**Page extract:**
________________
An amputation is the removal of a body extremity, most often referring to the loss of an arm, leg, finger or toe. The removal is most often done through surgery in response to a trauma, disease or infection. In addition to removing diseased tissue, the amputation of a limb may also relieve pain. A congenital amputation occurs at birth and is the term used when someone is born without a limb.
When an amputation is performed, the surgeon cuts the skin around the part to be amputated and removes the part. After the limb in question is removed, the remaining bone is smoothed. The leftover flap of skin, muscle and connective tissue are used to cover the bone, which is then surgically stitched and heals into what is commonly referred to as a “stump.”
The amount of time spent on reconstruction varies based on which body part is being amputated. Those who lose an arm or leg can expect a more detailed reconstruction. Special detail is given to prepare their stump for a possible prosthesis.
An amputation is always a last resort for doctors who have tried other methods to save the limb in question. Rehabilitation, reconstructive surgery and rapid treatment with blood and plasma have made amputations less common than in the past. The most common causes of an amputation will vary depending on the country. Countries with soldiers in battle will have significantly higher amputation rates because of attack, whereas other countries will have more amputations that are caused by diseases.
________________
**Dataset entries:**
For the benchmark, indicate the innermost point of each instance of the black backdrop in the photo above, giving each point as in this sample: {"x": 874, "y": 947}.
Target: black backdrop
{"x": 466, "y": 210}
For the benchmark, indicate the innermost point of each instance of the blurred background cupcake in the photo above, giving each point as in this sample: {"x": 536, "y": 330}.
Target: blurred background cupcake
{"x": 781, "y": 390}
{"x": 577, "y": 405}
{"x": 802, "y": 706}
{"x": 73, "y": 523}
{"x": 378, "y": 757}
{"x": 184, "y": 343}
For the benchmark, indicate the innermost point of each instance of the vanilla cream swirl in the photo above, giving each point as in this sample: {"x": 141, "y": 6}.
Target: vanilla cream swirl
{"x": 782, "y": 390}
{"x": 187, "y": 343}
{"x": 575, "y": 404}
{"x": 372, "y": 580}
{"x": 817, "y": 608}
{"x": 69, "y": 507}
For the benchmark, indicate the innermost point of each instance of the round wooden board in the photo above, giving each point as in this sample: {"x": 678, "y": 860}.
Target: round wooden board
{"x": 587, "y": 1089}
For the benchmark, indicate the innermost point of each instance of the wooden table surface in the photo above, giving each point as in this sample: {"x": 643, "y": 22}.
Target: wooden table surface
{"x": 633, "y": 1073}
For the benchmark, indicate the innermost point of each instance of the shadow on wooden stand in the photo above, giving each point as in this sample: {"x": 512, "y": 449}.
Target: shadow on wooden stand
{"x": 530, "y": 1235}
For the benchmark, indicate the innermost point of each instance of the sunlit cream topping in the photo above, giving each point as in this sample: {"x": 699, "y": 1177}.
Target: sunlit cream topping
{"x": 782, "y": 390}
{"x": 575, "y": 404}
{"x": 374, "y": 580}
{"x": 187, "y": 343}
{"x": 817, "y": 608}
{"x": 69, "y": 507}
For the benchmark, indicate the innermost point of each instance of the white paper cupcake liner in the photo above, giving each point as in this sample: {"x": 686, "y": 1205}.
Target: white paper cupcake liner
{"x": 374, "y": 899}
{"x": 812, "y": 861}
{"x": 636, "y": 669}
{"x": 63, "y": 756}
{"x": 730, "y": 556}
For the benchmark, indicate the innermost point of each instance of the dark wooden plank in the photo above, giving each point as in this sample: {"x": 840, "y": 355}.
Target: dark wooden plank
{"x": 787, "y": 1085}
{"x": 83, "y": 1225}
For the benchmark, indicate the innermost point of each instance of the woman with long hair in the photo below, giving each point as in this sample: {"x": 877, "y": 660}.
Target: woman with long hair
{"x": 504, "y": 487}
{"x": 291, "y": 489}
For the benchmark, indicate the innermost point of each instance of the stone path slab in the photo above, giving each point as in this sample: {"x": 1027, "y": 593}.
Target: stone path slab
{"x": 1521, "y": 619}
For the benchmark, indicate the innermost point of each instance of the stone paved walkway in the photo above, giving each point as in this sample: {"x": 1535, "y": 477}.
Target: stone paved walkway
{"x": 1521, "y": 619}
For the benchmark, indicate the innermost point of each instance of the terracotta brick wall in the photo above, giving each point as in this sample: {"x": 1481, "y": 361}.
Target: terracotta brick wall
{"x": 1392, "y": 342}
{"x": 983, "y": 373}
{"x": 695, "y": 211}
________________
**Tasks and exercises:**
1. Return the part of the amputation text that opens with the words containing "An amputation is the" and closes with "without a limb.".
2. According to the amputation text, why does someone who loses an arm or leg receive a more detailed reconstruction? Answer in one to three sentences.
3. Write what comes next in the amputation text, starting after its last sentence.
The records have no connection to the amputation text.

**Your written answers:**
1.
An amputation is the removal of a body extremity, most often referring to the loss of an arm, leg, finger or toe. The removal is most often done through surgery in response to a trauma, disease or infection. In addition to removing diseased tissue, the amputation of a limb may also relieve pain. A congenital amputation occurs at birth and is the term used when someone is born without a limb.

2. Their stump is given special detail so that it is prepared for a possible prosthesis.

3.
The most common diseases or conditions that may lead to an amputation are diabetes and sepsis. Additionally, hardening of the arteries, arterial embolism, gangrene, frostbite, Raynaud’s disease and Buerger’s disease are linked to causing amputations. It is also important to note that amputation is a major surgery and holds all of the same dangers as other major surgeries do, such as blood loss, receiving anesthesia and possible blood clots.
In addition to the obvious physical limitations, amputees may also experience emotional trauma surrounding their amputation. Many amputees experience a common side effect known as “a phantom limb.” Those who have had an amputation experience itching, aching or burning on limbs that are no longer there. Although the phantom limb or phantom pain may be uncomfortable, it can be beneficial if an amputee chooses to use a prosthesis. Some amputees start working with a prosthesis as soon as two weeks after their surgery.